▸ Given data:
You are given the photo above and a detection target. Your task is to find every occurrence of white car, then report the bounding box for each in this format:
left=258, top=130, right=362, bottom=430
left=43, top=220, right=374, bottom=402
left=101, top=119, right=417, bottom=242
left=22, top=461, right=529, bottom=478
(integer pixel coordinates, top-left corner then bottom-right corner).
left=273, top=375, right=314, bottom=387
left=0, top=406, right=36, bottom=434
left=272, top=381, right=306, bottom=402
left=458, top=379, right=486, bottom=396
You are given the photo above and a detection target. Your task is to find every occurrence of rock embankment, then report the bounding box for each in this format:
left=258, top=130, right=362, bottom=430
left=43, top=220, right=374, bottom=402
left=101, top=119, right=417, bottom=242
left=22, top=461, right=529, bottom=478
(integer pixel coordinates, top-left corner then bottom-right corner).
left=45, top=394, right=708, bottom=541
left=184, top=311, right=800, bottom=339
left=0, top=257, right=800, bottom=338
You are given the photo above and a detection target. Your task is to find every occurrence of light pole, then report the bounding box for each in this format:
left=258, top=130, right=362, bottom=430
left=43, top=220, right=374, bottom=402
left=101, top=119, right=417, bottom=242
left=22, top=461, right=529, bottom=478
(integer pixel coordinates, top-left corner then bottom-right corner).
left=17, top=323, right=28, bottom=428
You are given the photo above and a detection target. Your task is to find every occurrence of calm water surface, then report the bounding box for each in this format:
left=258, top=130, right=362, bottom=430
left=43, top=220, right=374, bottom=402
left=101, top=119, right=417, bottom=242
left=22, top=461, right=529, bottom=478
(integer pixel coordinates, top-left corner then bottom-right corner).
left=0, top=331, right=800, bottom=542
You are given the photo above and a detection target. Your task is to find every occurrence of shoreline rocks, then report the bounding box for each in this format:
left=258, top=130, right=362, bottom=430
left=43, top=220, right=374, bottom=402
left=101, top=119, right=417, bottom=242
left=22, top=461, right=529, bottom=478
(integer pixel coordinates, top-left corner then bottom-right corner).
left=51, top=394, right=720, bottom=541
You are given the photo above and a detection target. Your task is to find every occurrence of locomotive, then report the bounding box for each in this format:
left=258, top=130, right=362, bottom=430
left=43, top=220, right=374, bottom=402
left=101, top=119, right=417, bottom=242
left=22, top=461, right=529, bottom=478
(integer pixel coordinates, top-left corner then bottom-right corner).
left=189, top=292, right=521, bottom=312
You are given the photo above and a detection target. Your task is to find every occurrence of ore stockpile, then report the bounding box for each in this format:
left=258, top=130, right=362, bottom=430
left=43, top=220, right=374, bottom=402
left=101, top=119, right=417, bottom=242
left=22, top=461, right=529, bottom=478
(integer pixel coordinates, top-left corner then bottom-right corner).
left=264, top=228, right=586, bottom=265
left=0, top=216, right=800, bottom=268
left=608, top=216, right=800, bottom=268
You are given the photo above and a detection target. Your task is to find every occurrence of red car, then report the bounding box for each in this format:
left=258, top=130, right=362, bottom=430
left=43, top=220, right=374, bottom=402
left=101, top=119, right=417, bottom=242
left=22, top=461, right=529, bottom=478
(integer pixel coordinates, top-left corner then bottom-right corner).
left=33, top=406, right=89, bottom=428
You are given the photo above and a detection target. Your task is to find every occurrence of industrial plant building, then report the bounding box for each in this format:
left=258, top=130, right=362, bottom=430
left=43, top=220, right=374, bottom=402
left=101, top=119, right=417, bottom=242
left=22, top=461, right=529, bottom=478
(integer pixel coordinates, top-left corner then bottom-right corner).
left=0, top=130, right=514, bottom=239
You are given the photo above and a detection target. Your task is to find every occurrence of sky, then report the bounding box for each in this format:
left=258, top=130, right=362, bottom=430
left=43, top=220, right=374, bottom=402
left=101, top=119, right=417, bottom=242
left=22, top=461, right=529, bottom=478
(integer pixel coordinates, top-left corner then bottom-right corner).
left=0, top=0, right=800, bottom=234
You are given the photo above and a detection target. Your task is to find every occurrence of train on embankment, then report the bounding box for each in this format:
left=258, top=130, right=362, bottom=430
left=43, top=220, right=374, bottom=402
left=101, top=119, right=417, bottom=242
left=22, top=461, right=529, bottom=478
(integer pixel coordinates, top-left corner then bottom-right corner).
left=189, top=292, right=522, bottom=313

▸ Problem statement:
Please rewrite all the rows above, putting "target label" wherever "detection target" appears and leaving everything else unchanged.

▸ Output of the exercise:
You are given the photo above and a target label. Your task is to find every occurrence of white car, then report the bounding box for each in this format:
left=258, top=130, right=362, bottom=430
left=43, top=220, right=374, bottom=402
left=101, top=119, right=417, bottom=242
left=22, top=461, right=529, bottom=478
(integer pixel coordinates, top-left corner then bottom-right corner).
left=273, top=375, right=314, bottom=387
left=0, top=406, right=36, bottom=434
left=272, top=381, right=306, bottom=402
left=458, top=379, right=486, bottom=396
You are given the photo above and a target label. Your task is to find every occurrence of rock embankment, then report the bounding box for each in this format:
left=258, top=130, right=362, bottom=430
left=43, top=220, right=374, bottom=402
left=101, top=119, right=417, bottom=242
left=22, top=461, right=529, bottom=478
(integer pixel coordinates, top-left corner then bottom-right corner).
left=45, top=394, right=708, bottom=541
left=184, top=311, right=800, bottom=339
left=0, top=257, right=800, bottom=338
You are given the photo above and a target label. Your task is to find every occurrence of light pole, then report the bounding box for each in this format:
left=258, top=130, right=362, bottom=430
left=43, top=220, right=374, bottom=402
left=101, top=119, right=417, bottom=242
left=22, top=461, right=529, bottom=478
(integer pixel coordinates, top-left corner then bottom-right corner).
left=17, top=323, right=28, bottom=428
You are given the photo above and a target label. Your task is to find every occurrence of calm water surface, then report the bounding box for each in this format:
left=258, top=130, right=362, bottom=430
left=43, top=220, right=374, bottom=402
left=101, top=119, right=417, bottom=242
left=22, top=461, right=529, bottom=478
(integer pixel coordinates, top-left corner then bottom-right corner).
left=0, top=331, right=800, bottom=542
You are given the photo above and a target label. Your task is to find every occurrence of shoreline rocks, then report the bounding box for each in this format:
left=258, top=130, right=362, bottom=430
left=43, top=220, right=374, bottom=402
left=101, top=119, right=417, bottom=242
left=22, top=461, right=529, bottom=478
(integer pixel coordinates, top-left corner then bottom-right corner).
left=51, top=394, right=720, bottom=541
You are given the photo above and a target label. Your task is to find every occurrence of locomotive, then report the bounding box for each in this format:
left=258, top=130, right=362, bottom=430
left=43, top=220, right=374, bottom=402
left=101, top=119, right=417, bottom=242
left=22, top=461, right=529, bottom=478
(integer pixel coordinates, top-left corner then bottom-right corner).
left=189, top=292, right=521, bottom=312
You are given the photo above and a target label. Your task is to find every occurrence of ore stockpile, then report the bounding box for each in this format:
left=258, top=130, right=362, bottom=430
left=43, top=220, right=374, bottom=402
left=101, top=119, right=417, bottom=242
left=22, top=461, right=529, bottom=478
(integer pixel coordinates, top-left corner then bottom-right corner).
left=264, top=228, right=586, bottom=265
left=0, top=216, right=800, bottom=268
left=608, top=216, right=800, bottom=268
You are given the photo above and a target label. Your task is to find every occurrence of red car, then report the bounding box for each in this format:
left=258, top=130, right=362, bottom=430
left=43, top=220, right=374, bottom=402
left=101, top=119, right=417, bottom=242
left=22, top=461, right=529, bottom=478
(integer pixel coordinates, top-left corner then bottom-right corner).
left=33, top=406, right=89, bottom=428
You are given the photo above and a target label. Your task is to find every occurrence of industrial plant building, then report the bounding box for each in this format:
left=258, top=130, right=362, bottom=430
left=43, top=220, right=374, bottom=402
left=101, top=119, right=417, bottom=242
left=22, top=461, right=529, bottom=478
(integer pixel coordinates, top-left corner then bottom-right corner).
left=0, top=130, right=514, bottom=239
You are given the photo above and a target label. Your task is to find every occurrence of sky, then report the bounding box for each in this format:
left=258, top=130, right=362, bottom=430
left=43, top=220, right=374, bottom=402
left=101, top=119, right=417, bottom=242
left=22, top=461, right=529, bottom=478
(integer pixel coordinates, top-left corner then bottom-right corner).
left=0, top=0, right=800, bottom=234
You are given the photo above and a target label. Your task is to find every occurrence of train on embankment, then report the bounding box for each in this format:
left=258, top=130, right=362, bottom=430
left=43, top=220, right=374, bottom=402
left=101, top=119, right=417, bottom=242
left=22, top=461, right=529, bottom=478
(integer pixel coordinates, top-left corner then bottom-right corner).
left=189, top=292, right=522, bottom=313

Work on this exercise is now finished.